====== SUPPLIED MATERIAL

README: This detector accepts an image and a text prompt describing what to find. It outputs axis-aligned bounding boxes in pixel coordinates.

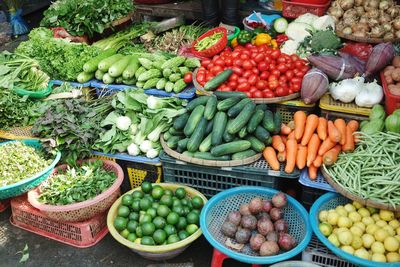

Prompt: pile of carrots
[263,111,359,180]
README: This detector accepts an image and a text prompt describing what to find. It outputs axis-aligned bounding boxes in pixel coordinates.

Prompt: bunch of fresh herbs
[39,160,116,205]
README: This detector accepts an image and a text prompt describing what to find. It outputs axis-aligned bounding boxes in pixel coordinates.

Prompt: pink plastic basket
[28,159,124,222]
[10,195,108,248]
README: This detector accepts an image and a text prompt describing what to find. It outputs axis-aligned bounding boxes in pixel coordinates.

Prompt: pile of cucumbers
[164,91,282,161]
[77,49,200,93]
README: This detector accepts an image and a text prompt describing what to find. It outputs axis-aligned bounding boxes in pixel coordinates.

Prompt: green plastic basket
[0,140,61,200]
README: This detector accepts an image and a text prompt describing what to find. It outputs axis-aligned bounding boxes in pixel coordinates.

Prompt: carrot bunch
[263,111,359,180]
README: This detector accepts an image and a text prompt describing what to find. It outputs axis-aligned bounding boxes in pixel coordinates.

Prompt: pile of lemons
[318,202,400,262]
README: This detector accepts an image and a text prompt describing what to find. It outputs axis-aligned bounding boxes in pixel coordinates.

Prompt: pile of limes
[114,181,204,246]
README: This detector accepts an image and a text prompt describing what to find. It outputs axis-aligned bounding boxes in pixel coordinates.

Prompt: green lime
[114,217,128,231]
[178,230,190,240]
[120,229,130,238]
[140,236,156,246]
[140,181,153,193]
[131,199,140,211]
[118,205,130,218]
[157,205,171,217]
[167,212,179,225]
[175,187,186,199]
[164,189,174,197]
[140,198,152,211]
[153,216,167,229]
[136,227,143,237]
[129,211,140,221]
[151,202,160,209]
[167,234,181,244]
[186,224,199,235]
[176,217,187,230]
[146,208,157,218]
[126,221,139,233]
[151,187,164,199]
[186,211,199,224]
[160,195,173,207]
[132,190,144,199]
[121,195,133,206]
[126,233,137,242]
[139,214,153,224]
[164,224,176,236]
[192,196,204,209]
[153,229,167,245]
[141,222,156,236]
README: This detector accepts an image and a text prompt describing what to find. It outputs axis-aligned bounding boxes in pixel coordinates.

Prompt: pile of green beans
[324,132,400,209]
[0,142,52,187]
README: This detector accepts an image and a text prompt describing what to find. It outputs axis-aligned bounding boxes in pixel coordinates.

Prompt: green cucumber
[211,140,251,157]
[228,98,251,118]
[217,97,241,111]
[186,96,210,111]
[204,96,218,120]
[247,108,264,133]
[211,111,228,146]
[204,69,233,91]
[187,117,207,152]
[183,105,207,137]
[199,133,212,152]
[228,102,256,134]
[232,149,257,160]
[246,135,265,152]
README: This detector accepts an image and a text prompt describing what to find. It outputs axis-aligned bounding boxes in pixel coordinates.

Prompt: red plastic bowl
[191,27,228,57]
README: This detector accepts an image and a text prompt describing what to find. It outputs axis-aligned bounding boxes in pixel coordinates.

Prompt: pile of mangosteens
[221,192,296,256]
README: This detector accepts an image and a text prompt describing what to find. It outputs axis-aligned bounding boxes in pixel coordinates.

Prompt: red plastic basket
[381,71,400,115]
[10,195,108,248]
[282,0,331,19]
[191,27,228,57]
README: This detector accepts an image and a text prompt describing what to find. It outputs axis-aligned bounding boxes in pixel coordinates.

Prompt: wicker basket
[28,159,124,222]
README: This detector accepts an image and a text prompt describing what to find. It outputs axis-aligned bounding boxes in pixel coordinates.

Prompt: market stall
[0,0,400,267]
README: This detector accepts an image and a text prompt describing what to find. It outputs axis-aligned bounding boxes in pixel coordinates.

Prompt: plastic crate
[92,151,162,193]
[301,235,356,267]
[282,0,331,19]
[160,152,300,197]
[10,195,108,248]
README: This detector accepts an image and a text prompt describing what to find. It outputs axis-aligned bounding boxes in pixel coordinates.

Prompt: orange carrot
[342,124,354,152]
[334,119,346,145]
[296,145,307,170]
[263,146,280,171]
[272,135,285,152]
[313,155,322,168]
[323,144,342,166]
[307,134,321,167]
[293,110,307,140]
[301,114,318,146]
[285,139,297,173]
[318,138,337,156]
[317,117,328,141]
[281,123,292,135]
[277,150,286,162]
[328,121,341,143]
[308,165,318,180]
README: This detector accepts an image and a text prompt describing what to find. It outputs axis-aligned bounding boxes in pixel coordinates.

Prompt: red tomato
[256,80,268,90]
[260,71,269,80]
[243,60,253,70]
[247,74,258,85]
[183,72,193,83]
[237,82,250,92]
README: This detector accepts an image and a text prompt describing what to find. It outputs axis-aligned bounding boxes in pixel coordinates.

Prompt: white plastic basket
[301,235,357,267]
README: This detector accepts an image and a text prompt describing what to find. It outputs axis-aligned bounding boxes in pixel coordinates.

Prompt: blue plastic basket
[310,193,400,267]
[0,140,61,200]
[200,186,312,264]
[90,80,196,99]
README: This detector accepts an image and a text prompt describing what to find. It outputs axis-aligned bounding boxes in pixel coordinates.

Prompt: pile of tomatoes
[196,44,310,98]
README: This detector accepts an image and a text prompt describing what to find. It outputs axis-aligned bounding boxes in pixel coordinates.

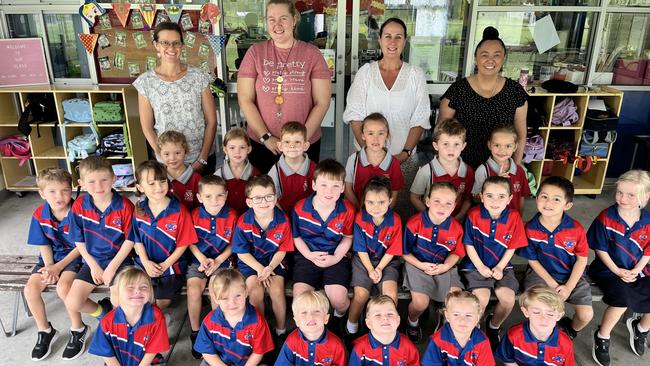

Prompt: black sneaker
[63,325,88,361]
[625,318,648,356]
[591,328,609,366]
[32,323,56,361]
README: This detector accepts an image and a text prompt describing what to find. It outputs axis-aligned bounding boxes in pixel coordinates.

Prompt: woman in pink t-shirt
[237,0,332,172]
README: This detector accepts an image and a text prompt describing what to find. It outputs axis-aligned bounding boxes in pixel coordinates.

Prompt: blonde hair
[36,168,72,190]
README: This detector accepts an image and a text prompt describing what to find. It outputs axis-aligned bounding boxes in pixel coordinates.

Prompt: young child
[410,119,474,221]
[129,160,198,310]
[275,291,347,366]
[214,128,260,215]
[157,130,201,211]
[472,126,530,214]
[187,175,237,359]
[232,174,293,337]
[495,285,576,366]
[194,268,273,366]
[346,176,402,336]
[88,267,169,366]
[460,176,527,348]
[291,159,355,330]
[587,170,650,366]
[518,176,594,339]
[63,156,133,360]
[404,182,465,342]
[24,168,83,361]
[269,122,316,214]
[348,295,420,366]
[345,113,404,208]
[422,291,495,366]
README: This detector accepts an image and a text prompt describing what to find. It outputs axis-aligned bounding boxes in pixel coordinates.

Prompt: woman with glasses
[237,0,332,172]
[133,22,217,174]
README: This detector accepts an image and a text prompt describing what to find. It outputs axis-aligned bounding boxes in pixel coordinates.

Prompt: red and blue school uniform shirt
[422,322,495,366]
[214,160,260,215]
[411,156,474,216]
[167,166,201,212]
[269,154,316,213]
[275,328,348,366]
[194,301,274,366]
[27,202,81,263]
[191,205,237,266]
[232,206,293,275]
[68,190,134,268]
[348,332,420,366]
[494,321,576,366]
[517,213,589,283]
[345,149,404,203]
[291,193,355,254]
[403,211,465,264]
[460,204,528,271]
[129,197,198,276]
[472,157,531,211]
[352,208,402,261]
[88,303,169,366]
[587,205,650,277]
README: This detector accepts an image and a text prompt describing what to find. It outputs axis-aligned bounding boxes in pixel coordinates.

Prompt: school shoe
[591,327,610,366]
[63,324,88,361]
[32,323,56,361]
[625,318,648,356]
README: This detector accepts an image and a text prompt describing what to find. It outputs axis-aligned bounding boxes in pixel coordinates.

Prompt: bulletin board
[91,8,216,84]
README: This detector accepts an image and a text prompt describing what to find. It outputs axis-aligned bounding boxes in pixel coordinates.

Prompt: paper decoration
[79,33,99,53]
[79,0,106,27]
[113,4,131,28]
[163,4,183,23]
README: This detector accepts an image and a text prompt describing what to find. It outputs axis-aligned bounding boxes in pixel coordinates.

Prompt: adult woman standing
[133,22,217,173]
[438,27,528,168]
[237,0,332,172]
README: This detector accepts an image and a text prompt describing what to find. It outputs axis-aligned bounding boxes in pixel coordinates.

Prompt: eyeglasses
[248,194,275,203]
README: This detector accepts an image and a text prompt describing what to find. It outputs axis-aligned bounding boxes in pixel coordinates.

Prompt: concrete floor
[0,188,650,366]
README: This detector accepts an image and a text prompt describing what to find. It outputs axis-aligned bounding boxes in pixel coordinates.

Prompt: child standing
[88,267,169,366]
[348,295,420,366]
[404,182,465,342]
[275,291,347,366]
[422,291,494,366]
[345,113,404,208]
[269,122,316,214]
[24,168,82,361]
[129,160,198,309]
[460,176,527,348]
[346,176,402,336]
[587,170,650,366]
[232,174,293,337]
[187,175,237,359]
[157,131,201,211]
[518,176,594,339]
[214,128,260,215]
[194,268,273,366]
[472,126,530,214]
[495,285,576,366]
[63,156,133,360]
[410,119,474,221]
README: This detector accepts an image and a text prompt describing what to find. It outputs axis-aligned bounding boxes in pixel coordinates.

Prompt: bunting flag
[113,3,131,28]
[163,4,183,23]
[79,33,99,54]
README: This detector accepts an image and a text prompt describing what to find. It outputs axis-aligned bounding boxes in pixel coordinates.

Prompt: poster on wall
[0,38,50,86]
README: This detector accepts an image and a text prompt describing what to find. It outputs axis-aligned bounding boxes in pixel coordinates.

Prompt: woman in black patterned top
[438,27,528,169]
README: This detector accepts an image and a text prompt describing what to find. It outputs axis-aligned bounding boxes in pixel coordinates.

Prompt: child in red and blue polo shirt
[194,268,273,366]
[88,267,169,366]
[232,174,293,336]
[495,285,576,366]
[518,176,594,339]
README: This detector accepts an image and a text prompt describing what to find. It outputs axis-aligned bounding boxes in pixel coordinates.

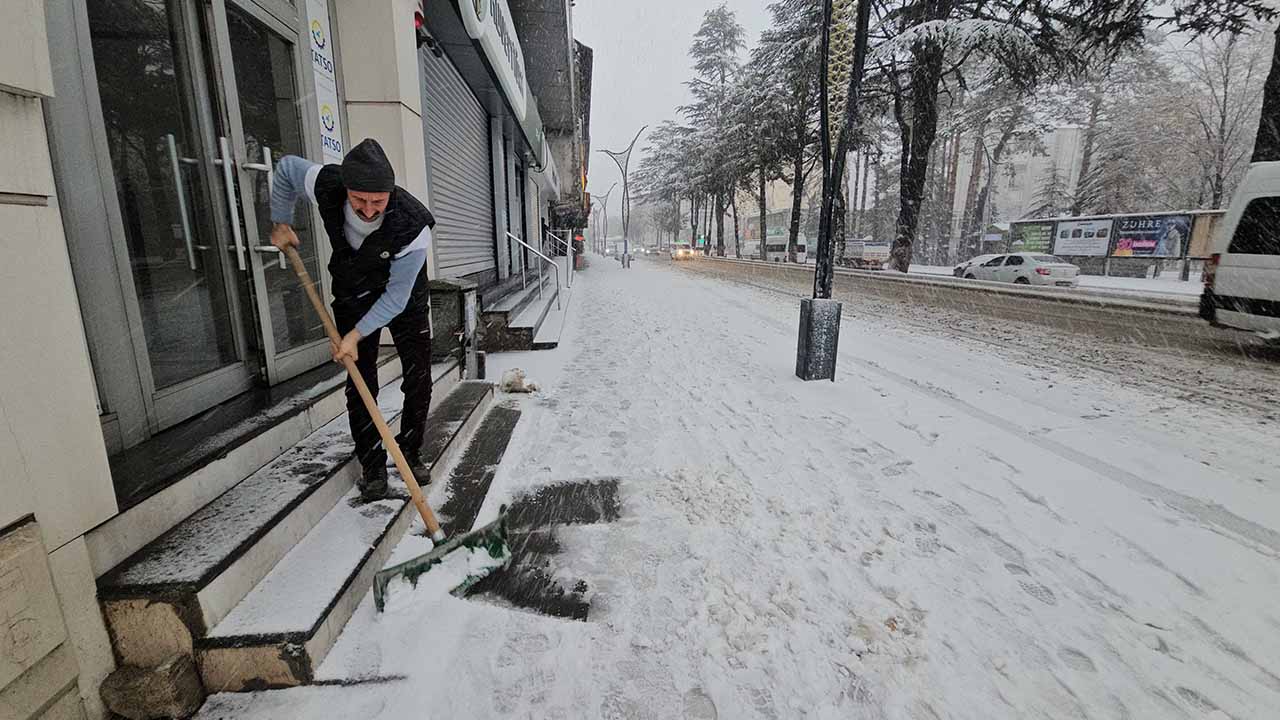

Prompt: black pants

============

# [BRIEF]
Reproduce the data above word for word, from its first line through the line containing "[114,181,204,246]", and include that line. Omit the pictures.

# [CORRECT ANSWER]
README: This detector accepts an image and a text prompt describing what to find. It outputs axis-aligned bounding boxes in pixel coordinates.


Prompt: pile of carrots
[263,111,359,180]
README: This detector accepts an image and a text prompt describing what to find. It outputs axis-aligned bounding boxes in pixel coordinates.

Prompt: bunch of fresh herbs
[39,160,116,205]
README: This detector accepts an image and a text prompt describing what to find. It outputs axis-aligned bounding boxes in pixel coordinates.

Prompt: pink plastic basket
[28,159,124,222]
[10,195,108,248]
README: This detector accepts an image and a text prompt describing what to find. It outputs axis-aligned bounding boxes in pixel coordinates.

Prompt: pile of cucumbers
[164,91,282,161]
[77,49,200,93]
README: This detector accepts an image and a text prompt describing what to find. It outputs axis-aligned bounding boxes in pixel coordinates.

Prompt: green plastic basket
[0,140,61,200]
README: This detector accepts an image and a text prompt describing what to find. It outputs axis-aligned bounding boxes in pixel coordinates.

Prompt: carrot bunch
[263,111,359,180]
README: This detector accepts an image and a text prompt describing what to find. It outputs axis-aligned bounding boxes in pixel coordinates.

Prompt: pile of lemons
[318,202,400,262]
README: This detector accepts an image and a text prompt describing what to find. It outputs axis-aligned bounding boxes in pixel coordinates.

Prompt: pile of limes
[114,181,204,246]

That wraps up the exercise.